───── SELECTED TEXT ─────
I bought the Lenovo Z500 with GT 740m 2gb. I cancelled the Samsung np370 order from flipkart at the last moment (the product had arrived at my local hub  ). I am so happy i took this Z500. If your budget is lower, then get the 1gb gt740m version of the Z500. My friend bought the 1gb version of Z500 for about 43k from Kolkata.





Sukhvinder789 said:


> if u buy Lenovo Z500, then please post a review of it!


here is my review... 
*www.thinkdigit.com/forum/laptops-netbooks/175511-lenovo-z500-gt-740m-thread.html

.
.
.
.
.
BTW, i think the cheapest gaming laptop, with i5, as of today, is.....
*www.flipkart.com/lenovo-essential-...-ci5-8gb-1tb-dos-2gb-graph/p/itmdm4rmkkknhx4g

and with AMD config, the cheapest gaming laptop is...
*www.flipkart.com/lenovo-essential-...MDM799ZGJTXAVT&icmpid=reco_pp_same_computer_1


----------



## deepanshuchg (Jul 8, 2013)

thinkdigit123 said:


> I bought the Lenovo Z500 with GT 740m 2gb. I cancelled the Samsung np370 order from flipkart at the last moment (the product had arrived at my local hub  ). I am so happy i took this Z500. If your budget is lower, then get the 1gb gt740m version of the Z500. My friend bought the 1gb version of Z500 for about 43k from Kolkata.
> 
> 
> 
> ...



Thr budget is not a problem for me now
I can increase it upto 45k but i need long life so am not sure with the old architecture 740m i am in dilema again


----------



## thinkdigit123 (Jul 8, 2013)

deepanshuchg said:


> I can increase it upto 45k but i need long life so am not sure with the old architecture 740m i am in dilema again


bro, dont get into a dilemma again! The GT740m is awesome irrespective of the older architecture. Even i was of your perspective to obtain the most future proof PC out there but then i realised that even if i buy a Haswell with Kepler GPU, my PC must get outdated after 5 years. And now my Z500, with IvyBridge & GK208 GPU will be behind by about 10-20% from a Haswell & GK107 GPU in performance and it will also get outdated at the same time! So why to wait for Haswell and also shell out an extra 5000-10000rs for just 10-20% improvement?
─────
▸ SET EXERCISE 1
Write out the passage of the Lenovo Z500 thread that begins at the words "## thinkdigit123 (Jul" and stops after the words "just 10-20% improvement?".
▸ SET EXERCISE 2
Answer these questions using the Lenovo Z500 thread:
(a) Which graphics card, and with how much memory, came in the Z500 that thinkdigit123 bought?
(b) About how much did thinkdigit123's friend pay for the 1gb version of the Z500?
(c) Up to what amount does deepanshuchg say the budget can be raised?
▸ SET EXERCISE 3
Carry on the Lenovo Z500 thread from the point where it ends.
───── STORED RECORDS ─────
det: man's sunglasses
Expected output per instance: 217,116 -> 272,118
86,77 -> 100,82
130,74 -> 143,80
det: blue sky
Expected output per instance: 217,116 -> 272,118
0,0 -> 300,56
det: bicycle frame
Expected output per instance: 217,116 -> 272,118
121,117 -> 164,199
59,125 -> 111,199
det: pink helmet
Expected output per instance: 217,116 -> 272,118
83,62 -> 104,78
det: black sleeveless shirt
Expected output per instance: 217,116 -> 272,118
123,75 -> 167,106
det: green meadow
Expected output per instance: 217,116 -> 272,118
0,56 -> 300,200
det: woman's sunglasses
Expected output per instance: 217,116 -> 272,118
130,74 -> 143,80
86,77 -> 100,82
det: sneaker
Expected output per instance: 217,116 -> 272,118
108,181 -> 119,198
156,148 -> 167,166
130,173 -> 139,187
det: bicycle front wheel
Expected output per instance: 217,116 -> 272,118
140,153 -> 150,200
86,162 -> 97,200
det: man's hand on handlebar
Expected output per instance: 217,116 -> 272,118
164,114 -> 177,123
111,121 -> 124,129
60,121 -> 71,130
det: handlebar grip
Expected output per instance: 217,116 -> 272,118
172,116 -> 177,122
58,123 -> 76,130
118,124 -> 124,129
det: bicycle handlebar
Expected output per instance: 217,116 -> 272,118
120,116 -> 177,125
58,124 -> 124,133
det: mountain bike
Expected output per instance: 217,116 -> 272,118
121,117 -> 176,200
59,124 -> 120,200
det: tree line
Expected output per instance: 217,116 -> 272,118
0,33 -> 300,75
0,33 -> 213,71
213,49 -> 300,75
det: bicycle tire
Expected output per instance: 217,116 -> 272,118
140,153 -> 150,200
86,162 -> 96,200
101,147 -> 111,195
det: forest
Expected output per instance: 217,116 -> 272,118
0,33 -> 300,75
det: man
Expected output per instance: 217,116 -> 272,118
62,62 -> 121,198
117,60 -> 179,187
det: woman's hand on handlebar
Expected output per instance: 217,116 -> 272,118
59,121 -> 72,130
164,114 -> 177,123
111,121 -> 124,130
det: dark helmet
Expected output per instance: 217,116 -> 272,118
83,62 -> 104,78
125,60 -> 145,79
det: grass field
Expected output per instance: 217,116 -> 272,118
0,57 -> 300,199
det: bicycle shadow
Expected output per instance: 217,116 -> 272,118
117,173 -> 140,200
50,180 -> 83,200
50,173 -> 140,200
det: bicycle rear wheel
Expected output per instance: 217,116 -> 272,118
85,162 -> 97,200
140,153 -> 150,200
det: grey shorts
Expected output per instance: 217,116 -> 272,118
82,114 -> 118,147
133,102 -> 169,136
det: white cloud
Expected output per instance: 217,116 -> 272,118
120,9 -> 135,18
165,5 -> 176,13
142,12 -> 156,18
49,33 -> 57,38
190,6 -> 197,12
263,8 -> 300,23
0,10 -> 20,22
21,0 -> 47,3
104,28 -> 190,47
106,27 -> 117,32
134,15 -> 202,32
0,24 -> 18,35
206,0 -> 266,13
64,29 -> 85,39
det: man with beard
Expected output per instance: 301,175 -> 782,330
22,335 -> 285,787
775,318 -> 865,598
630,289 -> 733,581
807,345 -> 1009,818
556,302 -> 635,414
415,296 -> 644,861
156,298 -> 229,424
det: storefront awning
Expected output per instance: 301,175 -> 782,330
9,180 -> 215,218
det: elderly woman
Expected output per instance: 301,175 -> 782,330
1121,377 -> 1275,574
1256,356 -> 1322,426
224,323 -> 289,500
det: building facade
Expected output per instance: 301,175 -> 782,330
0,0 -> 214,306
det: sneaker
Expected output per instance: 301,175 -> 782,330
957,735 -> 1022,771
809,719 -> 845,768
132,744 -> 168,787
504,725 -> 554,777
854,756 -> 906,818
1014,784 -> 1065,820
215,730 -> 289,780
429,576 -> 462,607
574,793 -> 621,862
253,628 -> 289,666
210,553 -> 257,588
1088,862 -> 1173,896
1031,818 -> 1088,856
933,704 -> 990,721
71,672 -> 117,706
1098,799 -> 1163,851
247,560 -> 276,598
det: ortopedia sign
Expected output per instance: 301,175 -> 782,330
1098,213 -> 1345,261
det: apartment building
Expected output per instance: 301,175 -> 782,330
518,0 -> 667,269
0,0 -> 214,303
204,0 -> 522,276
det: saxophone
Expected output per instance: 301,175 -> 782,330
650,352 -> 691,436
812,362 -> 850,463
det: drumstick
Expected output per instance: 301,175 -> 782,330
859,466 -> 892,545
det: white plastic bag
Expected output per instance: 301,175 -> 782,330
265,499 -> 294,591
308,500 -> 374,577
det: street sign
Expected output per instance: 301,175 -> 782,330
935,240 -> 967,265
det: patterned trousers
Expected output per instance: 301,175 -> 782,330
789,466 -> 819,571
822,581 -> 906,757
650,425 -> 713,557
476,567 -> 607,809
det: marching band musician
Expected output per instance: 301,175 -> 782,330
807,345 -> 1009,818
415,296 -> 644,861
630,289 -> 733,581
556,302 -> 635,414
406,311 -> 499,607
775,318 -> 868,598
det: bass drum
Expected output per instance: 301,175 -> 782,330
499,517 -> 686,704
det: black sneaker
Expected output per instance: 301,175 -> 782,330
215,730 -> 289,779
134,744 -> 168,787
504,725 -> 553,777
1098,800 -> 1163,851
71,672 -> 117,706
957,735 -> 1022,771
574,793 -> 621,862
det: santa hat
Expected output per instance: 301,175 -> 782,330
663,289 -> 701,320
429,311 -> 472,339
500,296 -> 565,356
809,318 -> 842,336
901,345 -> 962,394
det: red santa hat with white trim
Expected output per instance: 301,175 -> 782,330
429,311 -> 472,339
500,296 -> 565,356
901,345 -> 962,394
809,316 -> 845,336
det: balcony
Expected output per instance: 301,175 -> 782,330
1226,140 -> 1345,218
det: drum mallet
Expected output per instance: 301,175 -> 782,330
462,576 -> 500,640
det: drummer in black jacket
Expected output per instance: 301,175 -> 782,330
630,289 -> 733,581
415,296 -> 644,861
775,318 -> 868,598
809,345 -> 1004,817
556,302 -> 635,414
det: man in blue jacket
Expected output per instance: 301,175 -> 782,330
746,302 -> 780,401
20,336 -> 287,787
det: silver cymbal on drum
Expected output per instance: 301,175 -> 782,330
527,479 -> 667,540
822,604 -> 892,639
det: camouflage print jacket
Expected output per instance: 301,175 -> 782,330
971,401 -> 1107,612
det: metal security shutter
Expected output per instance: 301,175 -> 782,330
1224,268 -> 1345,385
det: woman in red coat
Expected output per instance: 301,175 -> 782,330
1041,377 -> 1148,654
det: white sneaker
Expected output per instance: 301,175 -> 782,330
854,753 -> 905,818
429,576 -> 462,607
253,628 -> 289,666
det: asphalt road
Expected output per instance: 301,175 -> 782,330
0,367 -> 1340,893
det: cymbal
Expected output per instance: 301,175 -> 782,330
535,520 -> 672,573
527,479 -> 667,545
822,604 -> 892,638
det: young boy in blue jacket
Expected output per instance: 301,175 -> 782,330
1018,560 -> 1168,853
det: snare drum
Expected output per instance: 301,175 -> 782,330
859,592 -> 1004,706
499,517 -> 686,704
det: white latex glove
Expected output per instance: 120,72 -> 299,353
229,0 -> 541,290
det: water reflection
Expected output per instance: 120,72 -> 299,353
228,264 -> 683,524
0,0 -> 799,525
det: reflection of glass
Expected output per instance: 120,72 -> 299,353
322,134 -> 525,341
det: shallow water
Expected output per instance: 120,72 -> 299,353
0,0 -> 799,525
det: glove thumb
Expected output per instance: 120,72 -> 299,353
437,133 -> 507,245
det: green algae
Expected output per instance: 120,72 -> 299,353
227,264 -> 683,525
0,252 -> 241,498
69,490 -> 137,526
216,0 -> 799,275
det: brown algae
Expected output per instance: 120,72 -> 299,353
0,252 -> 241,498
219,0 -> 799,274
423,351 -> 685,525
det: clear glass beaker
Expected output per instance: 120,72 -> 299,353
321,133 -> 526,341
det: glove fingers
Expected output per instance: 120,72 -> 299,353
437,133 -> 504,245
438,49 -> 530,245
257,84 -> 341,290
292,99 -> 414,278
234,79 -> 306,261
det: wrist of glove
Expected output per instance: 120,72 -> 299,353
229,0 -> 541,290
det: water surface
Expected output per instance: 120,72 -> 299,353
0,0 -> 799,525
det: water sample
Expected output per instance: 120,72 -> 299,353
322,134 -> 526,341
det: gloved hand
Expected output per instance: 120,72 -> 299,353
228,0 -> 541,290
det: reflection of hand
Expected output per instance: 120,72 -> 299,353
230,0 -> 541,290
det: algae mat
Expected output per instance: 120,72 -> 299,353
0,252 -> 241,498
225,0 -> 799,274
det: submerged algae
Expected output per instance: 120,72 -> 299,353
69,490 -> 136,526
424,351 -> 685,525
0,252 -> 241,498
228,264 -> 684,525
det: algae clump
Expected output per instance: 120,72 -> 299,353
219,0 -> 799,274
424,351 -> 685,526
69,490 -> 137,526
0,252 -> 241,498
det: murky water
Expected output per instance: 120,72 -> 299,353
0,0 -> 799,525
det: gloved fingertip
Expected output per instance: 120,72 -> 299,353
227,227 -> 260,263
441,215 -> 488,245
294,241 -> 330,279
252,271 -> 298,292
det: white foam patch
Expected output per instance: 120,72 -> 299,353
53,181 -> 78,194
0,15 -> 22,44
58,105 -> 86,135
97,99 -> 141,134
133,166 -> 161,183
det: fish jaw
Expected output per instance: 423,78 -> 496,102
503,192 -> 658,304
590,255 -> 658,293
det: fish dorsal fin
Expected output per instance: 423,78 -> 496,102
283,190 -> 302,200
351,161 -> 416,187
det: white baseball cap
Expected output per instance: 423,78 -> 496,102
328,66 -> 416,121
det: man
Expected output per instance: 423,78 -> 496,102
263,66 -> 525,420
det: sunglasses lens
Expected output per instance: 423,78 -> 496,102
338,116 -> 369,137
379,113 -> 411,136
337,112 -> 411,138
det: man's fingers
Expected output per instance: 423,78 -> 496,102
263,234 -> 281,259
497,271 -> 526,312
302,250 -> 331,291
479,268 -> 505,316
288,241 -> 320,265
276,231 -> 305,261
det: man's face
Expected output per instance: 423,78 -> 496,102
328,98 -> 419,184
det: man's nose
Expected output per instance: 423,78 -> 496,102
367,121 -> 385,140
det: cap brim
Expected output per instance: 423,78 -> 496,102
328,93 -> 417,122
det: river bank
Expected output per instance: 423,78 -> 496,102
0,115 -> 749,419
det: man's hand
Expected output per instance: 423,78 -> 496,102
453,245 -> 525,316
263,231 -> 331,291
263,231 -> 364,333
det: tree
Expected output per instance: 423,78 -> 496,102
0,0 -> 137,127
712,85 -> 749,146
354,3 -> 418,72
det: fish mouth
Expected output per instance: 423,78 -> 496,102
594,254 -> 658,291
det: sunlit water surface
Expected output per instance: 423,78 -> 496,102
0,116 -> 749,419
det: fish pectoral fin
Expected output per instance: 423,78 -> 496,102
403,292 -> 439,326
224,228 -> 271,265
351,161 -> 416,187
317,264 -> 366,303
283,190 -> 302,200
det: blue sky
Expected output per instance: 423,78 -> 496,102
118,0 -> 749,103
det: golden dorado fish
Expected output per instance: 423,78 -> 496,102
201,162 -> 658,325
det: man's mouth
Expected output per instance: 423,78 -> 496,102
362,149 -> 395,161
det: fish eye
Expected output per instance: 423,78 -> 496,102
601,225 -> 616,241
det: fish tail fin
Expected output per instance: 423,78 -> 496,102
─────
▸ RESULT 1
## thinkdigit123 (Jul 8, 2013)

deepanshuchg said:


> I can increase it upto 45k but i need long life so am not sure with the old architecture 740m i am in dilema again


bro, dont get into a dilemma again! The GT740m is awesome irrespective of the older architecture. Even i was of your perspective to obtain the most future proof PC out there but then i realised that even if i buy a Haswell with Kepler GPU, my PC must get outdated after 5 years. And now my Z500, with IvyBridge & GK208 GPU will be behind by about 10-20% from a Haswell & GK107 GPU in performance and it will also get outdated at the same time! So why to wait for Haswell and also shell out an extra 5000-10000rs for just 10-20% improvement?

▸ RESULT 2
(a) A GT 740m with 2gb.
(b) About 43k.
(c) Up to 45k.

▸ RESULT 3
----------



## deepanshuchg (Jul 8, 2013)

thinkdigit123 said:


> bro, dont get into a dilemma again! The GT740m is awesome irrespective of the older architecture. Even i was of your perspective to obtain the most future proof PC out there but then i realised that even if i buy a Haswell with Kepler GPU, my PC must get outdated after 5 years. And now my Z500, with IvyBridge & GK208 GPU will be behind by about 10-20% from a Haswell & GK107 GPU in performance and it will also get outdated at the same time! So why to wait for Haswell and also shell out an extra 5000-10000rs for just 10-20% improvement?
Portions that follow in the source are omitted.